> **WHAT TO DO**
Condense the paragraph starting "According to a recent report from KRC Research" in the workforce re-entry text below into a short bulleted list that keeps its main facts.

*** DOCUMENT SECTION ***

Among the complex challenges as economies around the world slowly re-open, is the process of how to successfully secure workforce re-integration. Ensuring employee safety and well-being, meeting business performance expectations and protecting corporate reputation, are key elements in this process – and United Minds (a Weber Shandwick management consultancy) is helping businesses recover from the impact of COVID-19, via their Workforce Re-entry specialty.

United Minds, Weber Shandwick’s management consultancy specialising in organisational transformation, announced a new Workforce Re-entry offering to help CCOs, CHROs, pandemic response leads and their teams re-set and re-integrate employees into the workplace as businesses recover from the impact of COVID-19.

Leaders face multi-dimensional and complex challenges as economies around the world re-open. In the UAE, where remote working was activated in March for all but essential employees, offices are now preparing for a gradual, scaled return while ensuring employee safety and well-being, meeting business performance expectations and protecting corporate reputation.

According to a recent report from KRC Research, while nearly 80 per cent of American employees are proud of their employers’ response to the outbreak and believe they are prioritising safety, only six per cent would trust their employers to determine when it is safe to bring them back to work. Further, 80 per cent of consumers would prefer to buy from companies who treated employees well through the outbreak – illustrating the connection between managing re-entry well and long-term business value.

“Employees are the number one stakeholder for companies today. Being treated with care as they return to the workplace is paramount, and, we believe, a predictor of near-term and long-term success,” said Kate Bullinger, president, United Minds.

*** End of DOCUMENT SECTION ***
*** RECORDS PROVIDED ***

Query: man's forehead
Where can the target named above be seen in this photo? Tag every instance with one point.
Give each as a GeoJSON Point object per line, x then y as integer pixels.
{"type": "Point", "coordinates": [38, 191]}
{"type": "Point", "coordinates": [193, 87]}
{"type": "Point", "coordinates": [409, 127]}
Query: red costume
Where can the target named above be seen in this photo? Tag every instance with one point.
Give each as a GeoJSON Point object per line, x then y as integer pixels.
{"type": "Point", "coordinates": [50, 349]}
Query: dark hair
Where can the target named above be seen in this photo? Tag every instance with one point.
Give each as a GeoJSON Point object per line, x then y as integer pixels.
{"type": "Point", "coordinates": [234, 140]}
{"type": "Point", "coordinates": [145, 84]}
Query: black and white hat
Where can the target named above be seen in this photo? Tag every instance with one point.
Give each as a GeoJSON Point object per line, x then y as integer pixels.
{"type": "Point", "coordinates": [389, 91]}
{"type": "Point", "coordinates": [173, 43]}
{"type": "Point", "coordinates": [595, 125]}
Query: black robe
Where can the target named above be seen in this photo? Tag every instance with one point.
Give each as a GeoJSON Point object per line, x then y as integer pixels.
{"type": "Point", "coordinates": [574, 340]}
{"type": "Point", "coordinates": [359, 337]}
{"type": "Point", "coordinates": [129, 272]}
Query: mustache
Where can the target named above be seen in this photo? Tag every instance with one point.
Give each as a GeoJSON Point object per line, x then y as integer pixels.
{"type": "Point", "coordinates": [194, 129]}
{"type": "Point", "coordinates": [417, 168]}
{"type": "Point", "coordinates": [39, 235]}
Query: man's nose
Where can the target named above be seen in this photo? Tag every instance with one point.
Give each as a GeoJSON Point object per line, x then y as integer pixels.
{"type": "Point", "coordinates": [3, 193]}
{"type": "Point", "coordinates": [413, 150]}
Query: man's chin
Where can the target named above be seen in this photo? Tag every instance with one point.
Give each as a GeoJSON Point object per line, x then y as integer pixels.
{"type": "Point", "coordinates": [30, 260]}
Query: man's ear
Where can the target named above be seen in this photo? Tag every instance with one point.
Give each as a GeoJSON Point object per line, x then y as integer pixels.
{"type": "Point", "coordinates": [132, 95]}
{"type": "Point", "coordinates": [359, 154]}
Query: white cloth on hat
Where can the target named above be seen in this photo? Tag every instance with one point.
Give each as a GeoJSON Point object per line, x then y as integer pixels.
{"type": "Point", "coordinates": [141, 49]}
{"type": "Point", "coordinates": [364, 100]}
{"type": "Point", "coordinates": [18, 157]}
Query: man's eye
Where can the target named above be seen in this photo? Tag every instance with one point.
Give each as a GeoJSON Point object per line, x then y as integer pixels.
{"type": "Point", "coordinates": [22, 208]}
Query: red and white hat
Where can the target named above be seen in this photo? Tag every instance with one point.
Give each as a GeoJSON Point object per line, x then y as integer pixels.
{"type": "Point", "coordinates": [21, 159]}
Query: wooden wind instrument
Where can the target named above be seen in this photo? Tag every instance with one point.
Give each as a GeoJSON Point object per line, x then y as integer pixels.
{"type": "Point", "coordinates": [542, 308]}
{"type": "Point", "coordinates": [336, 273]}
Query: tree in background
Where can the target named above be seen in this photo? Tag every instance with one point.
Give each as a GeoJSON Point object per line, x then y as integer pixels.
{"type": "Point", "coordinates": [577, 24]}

*** End of RECORDS PROVIDED ***

> **SOLUTION**
Findings from a recent KRC Research report:
- Nearly 80 percent of American employees are proud of how their employers responded to the outbreak and believe safety is being prioritized.
- Only 6 percent would trust their employers to decide when it is safe to bring them back to work.
- 80 percent of consumers would rather buy from companies that treated employees well during the outbreak, which shows that managing re-entry well is connected to long-term business value.